Point placement lines
'''

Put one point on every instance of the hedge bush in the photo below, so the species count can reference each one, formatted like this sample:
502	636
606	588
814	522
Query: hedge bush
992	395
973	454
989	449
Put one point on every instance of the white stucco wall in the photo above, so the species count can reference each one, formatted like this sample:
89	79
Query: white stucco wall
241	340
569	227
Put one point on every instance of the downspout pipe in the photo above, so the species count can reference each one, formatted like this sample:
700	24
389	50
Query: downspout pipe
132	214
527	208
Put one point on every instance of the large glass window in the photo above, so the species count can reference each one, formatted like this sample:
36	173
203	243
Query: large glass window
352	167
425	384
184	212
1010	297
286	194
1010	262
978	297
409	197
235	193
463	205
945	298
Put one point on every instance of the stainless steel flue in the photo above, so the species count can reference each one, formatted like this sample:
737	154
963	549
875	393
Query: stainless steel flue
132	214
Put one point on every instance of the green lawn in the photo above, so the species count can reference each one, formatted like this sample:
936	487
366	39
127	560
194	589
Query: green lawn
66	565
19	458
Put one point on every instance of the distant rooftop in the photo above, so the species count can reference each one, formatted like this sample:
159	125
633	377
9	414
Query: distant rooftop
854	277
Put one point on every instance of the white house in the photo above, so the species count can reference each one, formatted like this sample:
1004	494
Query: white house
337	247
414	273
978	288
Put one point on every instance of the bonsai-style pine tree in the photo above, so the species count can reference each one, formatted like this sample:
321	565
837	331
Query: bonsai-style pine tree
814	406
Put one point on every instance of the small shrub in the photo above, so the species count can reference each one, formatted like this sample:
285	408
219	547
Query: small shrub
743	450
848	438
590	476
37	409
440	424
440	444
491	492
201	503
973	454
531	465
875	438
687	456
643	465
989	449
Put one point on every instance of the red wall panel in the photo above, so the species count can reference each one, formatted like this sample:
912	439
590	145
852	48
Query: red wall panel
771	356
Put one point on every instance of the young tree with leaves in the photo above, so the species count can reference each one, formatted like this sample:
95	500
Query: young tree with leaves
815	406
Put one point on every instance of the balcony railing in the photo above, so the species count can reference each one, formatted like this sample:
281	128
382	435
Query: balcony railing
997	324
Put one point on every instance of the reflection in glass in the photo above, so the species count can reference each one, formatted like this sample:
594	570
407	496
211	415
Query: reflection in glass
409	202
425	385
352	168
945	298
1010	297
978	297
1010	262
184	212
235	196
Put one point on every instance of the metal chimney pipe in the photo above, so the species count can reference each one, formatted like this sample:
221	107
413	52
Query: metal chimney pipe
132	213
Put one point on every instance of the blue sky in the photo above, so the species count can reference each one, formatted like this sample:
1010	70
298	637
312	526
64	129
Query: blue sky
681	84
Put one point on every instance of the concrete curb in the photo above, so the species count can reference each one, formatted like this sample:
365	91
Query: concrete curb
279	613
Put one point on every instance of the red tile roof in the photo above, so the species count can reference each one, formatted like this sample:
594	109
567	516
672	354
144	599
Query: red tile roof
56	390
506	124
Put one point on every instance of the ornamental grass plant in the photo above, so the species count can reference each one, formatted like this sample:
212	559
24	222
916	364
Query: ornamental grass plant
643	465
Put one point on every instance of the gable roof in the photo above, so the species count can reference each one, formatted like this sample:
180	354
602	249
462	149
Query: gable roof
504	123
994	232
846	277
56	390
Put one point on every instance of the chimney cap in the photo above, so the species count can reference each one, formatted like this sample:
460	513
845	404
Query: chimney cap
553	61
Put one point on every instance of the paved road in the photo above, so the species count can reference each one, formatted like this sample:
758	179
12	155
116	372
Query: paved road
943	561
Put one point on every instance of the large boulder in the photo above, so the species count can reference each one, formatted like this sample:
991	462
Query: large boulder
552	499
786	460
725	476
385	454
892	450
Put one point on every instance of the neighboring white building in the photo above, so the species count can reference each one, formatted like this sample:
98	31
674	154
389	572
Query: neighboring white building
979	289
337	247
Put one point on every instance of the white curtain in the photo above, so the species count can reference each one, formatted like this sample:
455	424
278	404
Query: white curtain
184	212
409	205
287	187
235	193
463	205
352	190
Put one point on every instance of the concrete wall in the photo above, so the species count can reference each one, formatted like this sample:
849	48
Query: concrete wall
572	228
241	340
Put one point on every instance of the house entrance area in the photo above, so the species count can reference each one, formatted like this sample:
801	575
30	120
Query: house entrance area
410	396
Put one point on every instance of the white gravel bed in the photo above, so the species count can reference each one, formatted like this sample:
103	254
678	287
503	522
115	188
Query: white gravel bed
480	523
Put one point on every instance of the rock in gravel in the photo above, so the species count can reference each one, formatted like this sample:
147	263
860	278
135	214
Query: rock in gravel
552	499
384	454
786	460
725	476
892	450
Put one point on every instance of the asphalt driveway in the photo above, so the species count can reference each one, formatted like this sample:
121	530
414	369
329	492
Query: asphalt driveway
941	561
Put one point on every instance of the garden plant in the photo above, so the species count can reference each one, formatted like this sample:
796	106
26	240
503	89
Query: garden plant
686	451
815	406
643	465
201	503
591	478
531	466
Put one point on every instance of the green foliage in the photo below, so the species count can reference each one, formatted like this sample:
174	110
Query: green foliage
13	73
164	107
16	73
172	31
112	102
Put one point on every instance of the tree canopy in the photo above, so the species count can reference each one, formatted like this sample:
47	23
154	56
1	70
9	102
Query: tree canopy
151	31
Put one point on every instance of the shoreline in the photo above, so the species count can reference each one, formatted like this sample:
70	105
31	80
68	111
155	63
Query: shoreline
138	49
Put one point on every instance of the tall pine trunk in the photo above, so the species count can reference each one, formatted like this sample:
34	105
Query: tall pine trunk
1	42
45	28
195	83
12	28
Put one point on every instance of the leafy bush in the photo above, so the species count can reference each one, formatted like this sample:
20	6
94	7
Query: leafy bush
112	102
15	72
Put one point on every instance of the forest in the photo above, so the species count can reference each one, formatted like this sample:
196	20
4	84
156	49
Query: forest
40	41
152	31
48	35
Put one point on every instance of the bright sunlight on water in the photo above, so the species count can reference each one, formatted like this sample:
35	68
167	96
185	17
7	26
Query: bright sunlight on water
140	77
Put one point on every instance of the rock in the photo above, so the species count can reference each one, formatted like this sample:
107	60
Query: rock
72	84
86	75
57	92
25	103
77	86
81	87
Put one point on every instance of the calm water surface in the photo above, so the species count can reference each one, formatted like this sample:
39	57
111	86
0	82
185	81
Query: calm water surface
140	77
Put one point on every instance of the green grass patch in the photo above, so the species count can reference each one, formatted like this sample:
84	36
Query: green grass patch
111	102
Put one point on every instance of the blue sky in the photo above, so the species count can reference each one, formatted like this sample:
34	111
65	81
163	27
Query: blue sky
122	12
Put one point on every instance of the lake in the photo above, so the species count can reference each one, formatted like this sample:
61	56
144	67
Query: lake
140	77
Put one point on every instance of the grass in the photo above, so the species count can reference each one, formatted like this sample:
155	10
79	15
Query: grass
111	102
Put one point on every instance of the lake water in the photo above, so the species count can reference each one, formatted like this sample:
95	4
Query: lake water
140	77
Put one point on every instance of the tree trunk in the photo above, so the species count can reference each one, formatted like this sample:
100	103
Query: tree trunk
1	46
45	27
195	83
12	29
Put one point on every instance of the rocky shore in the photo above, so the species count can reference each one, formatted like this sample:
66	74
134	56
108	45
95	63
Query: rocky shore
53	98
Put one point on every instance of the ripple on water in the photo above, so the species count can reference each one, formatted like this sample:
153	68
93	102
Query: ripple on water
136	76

'''

Format the lines above as a JSON list of strings, one string per line, leaving out any blank lines.

RESULT OF THIS TASK =
[
  "Put one point on every instance of the hedge bush in the photo below, so the species count can reference each one, formatted like this sample:",
  "502\t636",
  "606\t588",
  "814\t522",
  "Query: hedge bush",
  "992\t395",
  "973\t454",
  "989\t449",
  "Put one point on every instance of the white stucco wall in the photo above, so the species count can reference each one, formatted like this sample:",
  "89\t79",
  "Query: white stucco wall",
  "241\t340",
  "569\t227",
  "Put one point on every instance of the downspout pipe in the photo above, so the species count can reference each one, formatted like this sample:",
  "700\t24",
  "389\t50",
  "Query: downspout pipe",
  "132\t214",
  "527\t208",
  "Put one point on every instance of the large glass window in the photo above, so the species count can reference each one, formatted like this sample:",
  "36\t173",
  "203\t243",
  "Query: large glass window",
  "352\t167",
  "425\t384",
  "184\t212",
  "1010\t297",
  "286\t194",
  "1010\t262",
  "978\t297",
  "409\t197",
  "235\t193",
  "463\t205",
  "945\t298",
  "Put one point on every instance of the stainless steel flue in the photo above, so the species count can reference each one, formatted like this sample:",
  "737\t154",
  "963\t549",
  "875\t393",
  "Query: stainless steel flue",
  "132\t214",
  "Put one point on every instance of the green lawn in the photo above, so the species count can reference each one, formatted like this sample:",
  "936\t487",
  "366\t39",
  "127\t560",
  "194\t589",
  "Query: green lawn",
  "66\t565",
  "19\t458",
  "Put one point on every instance of the distant rooftop in the photo above, so the species count can reference each one, formatted like this sample:",
  "159\t125",
  "633\t377",
  "9\t414",
  "Query: distant rooftop",
  "854\t277",
  "Put one point on every instance of the white house in the photo above, so the species count can reference each one, formatted like this sample:",
  "1004\t494",
  "Query: white house",
  "337\t247",
  "414\t273",
  "978\t288",
  "Put one point on every instance of the bonsai-style pine tree in the photo above, so the species count can reference each one, formatted like this sample:",
  "321\t565",
  "837\t331",
  "Query: bonsai-style pine tree",
  "814\t406",
  "Put one point on every instance of the small shrub in the photo above, so the species count can reference each one, formatted like this sample:",
  "285\t408",
  "219\t547",
  "Query: small shrub",
  "743\t450",
  "848\t438",
  "590\t476",
  "37\t409",
  "440\t424",
  "440\t444",
  "491\t492",
  "201\t503",
  "973\t454",
  "531\t465",
  "875\t438",
  "687\t456",
  "643\t465",
  "989\t449",
  "Put one point on every instance of the red wall panel in the photo above, so the species count can reference each one, formatted like this sample:",
  "912\t439",
  "590\t145",
  "852\t48",
  "Query: red wall panel",
  "771\t356",
  "Put one point on every instance of the young tree with leaves in the photo above, so the species count can reference each one, formatted like this sample:",
  "95\t500",
  "Query: young tree with leaves",
  "815\t406",
  "Put one point on every instance of the balcony railing in the photo above, so the species count can reference each one, formatted like this sample:",
  "281\t128",
  "382\t435",
  "Query: balcony railing",
  "997\t324",
  "Put one point on every instance of the reflection in glass in the photo above, so the species count can reference each one, formatted like this sample:",
  "594\t570",
  "407\t496",
  "211\t415",
  "Query: reflection in glass",
  "409\t202",
  "425\t385",
  "352\t168",
  "945\t298",
  "1010\t297",
  "978\t297",
  "1010\t262",
  "184\t212",
  "235\t196",
  "Put one point on every instance of the metal chimney pipe in the photo above, so the species count can reference each one, formatted like this sample:",
  "221\t107",
  "413\t52",
  "Query: metal chimney pipe",
  "132\t213",
  "Put one point on every instance of the blue sky in the photo above, so the species count can reference each one, formatted like this sample:",
  "1010\t70",
  "298\t637",
  "312\t526",
  "64\t129",
  "Query: blue sky",
  "681\t84",
  "Put one point on every instance of the concrete curb in the photo above, so the species count can reference each one, formatted like this sample:",
  "365\t91",
  "Query: concrete curb",
  "279\t613",
  "Put one point on every instance of the red tile roof in the photo above, so the species count can reference each one, formatted like this sample:",
  "594\t109",
  "567\t516",
  "672\t354",
  "144\t599",
  "Query: red tile roof",
  "56\t390",
  "506\t124",
  "Put one point on every instance of the ornamental grass plant in the photo above, so the species count can reference each one, formatted like this sample:",
  "212\t559",
  "24\t222",
  "916\t364",
  "Query: ornamental grass plant",
  "643\t465",
  "Put one point on every instance of the gable roof in the photo above, so the species count can reference each one, formatted like this sample:",
  "180\t354",
  "602\t249",
  "462\t149",
  "Query: gable roof",
  "504\t123",
  "994\t232",
  "846\t277",
  "56\t390",
  "Put one point on every instance of the chimney cap in the photo above, so the species count can reference each one, formatted like this sample:",
  "460\t513",
  "845\t404",
  "Query: chimney cap",
  "553\t61",
  "Put one point on every instance of the paved road in the photo above, so the species count can reference each one, formatted like this sample:",
  "758\t179",
  "12\t155",
  "116\t372",
  "Query: paved road",
  "943\t561",
  "Put one point on every instance of the large boulder in the photo above, so the species count can reference each one, formatted like this sample:",
  "991\t462",
  "Query: large boulder",
  "552\t499",
  "786\t460",
  "725\t476",
  "385\t454",
  "892\t450",
  "Put one point on every instance of the neighboring white building in the photo above, so the species count can reference each one, formatted like this sample:",
  "98\t31",
  "674\t154",
  "389\t572",
  "Query: neighboring white building",
  "979\t289",
  "337\t247",
  "Put one point on every instance of the white curtain in the photo above, so the species count can reference each one, formatted like this sample:",
  "455\t424",
  "278\t404",
  "Query: white curtain",
  "184\t212",
  "409\t205",
  "287\t187",
  "235\t193",
  "463\t205",
  "352\t190",
  "Put one point on every instance of the concrete wall in the photo above, so the species count can reference each one, formatted like this sample:",
  "849\t48",
  "Query: concrete wall",
  "572\t228",
  "241\t340",
  "Put one point on every instance of the house entrance area in the photo above, so the species count can reference each one, formatted like this sample:",
  "801\t575",
  "30\t120",
  "Query: house entrance area",
  "410\t396",
  "Put one point on every instance of the white gravel bed in the photo above, so the species count can reference each one, formatted like this sample:",
  "103\t254",
  "678\t287",
  "503\t522",
  "115\t188",
  "Query: white gravel bed",
  "480\t523",
  "Put one point on every instance of the rock in gravel in the photo above, so the species count can reference each one, formatted like this sample:",
  "147\t263",
  "860\t278",
  "135\t214",
  "Query: rock in gravel",
  "552\t499",
  "384\t454",
  "786\t460",
  "725\t476",
  "892\t450",
  "Put one point on every instance of the asphalt driveway in the photo above, so the species count can reference each one, formatted like this sample:",
  "121\t530",
  "414\t369",
  "329\t492",
  "Query: asphalt driveway",
  "941\t561",
  "Put one point on every instance of the garden plant in the photo above, so the species count can reference each one, formatted like this sample:",
  "796\t106",
  "26\t240",
  "503\t89",
  "Query: garden plant",
  "686\t451",
  "815\t406",
  "643\t465",
  "201\t503",
  "591\t478",
  "531\t466",
  "Put one point on every instance of the green foliage in the photo below, so the species count can reference each one, formatted like this sample:",
  "174\t110",
  "Query: green foliage",
  "13\t73",
  "164\t107",
  "16\t73",
  "172\t31",
  "112\t102",
  "Put one point on every instance of the tree canopy in the photo above, so the species count can reference each one, formatted like this sample:",
  "47\t23",
  "154\t56",
  "1\t70",
  "9\t102",
  "Query: tree canopy",
  "151\t31",
  "Put one point on every instance of the shoreline in the photo above, so the species count can reference each one, formatted like this sample:",
  "70\t105",
  "31\t80",
  "68\t111",
  "155\t63",
  "Query: shoreline",
  "138\t49",
  "Put one point on every instance of the tall pine trunk in the photo above, so the species count can reference each one, formatted like this sample:",
  "34\t105",
  "Query: tall pine trunk",
  "1\t42",
  "45\t28",
  "195\t83",
  "12\t28",
  "Put one point on every instance of the leafy bush in the photo above, so the species count can reference each one, formatted like this sample:",
  "20\t6",
  "94\t7",
  "Query: leafy bush",
  "112\t102",
  "15\t72",
  "Put one point on every instance of the forest in the photo above, so the species count can reference each one, formatted like this sample:",
  "196\t20",
  "4\t84",
  "156\t49",
  "Query: forest",
  "40\t41",
  "152\t31",
  "48\t35",
  "Put one point on every instance of the bright sunlight on water in the photo above, so the species count can reference each one, formatted like this sample:",
  "35\t68",
  "167\t96",
  "185\t17",
  "7\t26",
  "Query: bright sunlight on water",
  "140\t77",
  "Put one point on every instance of the rock in the photo above, so the species count can reference each one, formatted like this sample:",
  "107\t60",
  "Query: rock",
  "72\t84",
  "86\t75",
  "57\t92",
  "25\t103",
  "77\t86",
  "81\t87",
  "Put one point on every instance of the calm water surface in the photo above, so the species count can reference each one, formatted like this sample:",
  "39\t57",
  "111\t86",
  "0\t82",
  "185\t81",
  "Query: calm water surface",
  "140\t77",
  "Put one point on every instance of the green grass patch in the photo above, so the species count can reference each one, formatted like this sample:",
  "84\t36",
  "Query: green grass patch",
  "111\t102",
  "Put one point on every instance of the blue sky in the photo above, so the species count can reference each one, formatted like this sample:",
  "34\t111",
  "65\t81",
  "163\t27",
  "Query: blue sky",
  "122\t12",
  "Put one point on every instance of the lake in the photo above, so the species count can reference each one, formatted like this sample:",
  "61\t56",
  "144\t67",
  "Query: lake",
  "140\t77",
  "Put one point on every instance of the grass in the photo above, so the species count can reference each one, formatted like this sample:",
  "155\t10",
  "79\t15",
  "Query: grass",
  "111\t102",
  "Put one point on every instance of the lake water in the photo above, so the species count can reference each one, formatted like this sample:",
  "95\t4",
  "Query: lake water",
  "140\t77",
  "Put one point on every instance of the tree trunk in the photo above, so the species count can reference each one, formatted like this sample:",
  "100\t103",
  "Query: tree trunk",
  "1\t46",
  "45\t27",
  "195\t83",
  "12\t29",
  "Put one point on every instance of the rocky shore in the photo above, so the species count can reference each one, formatted like this sample:",
  "66\t74",
  "134\t56",
  "108\t45",
  "95\t63",
  "Query: rocky shore",
  "53\t98",
  "Put one point on every instance of the ripple on water in the photo above, so the species count can reference each one, formatted like this sample:",
  "153\t68",
  "93\t102",
  "Query: ripple on water",
  "136\t76"
]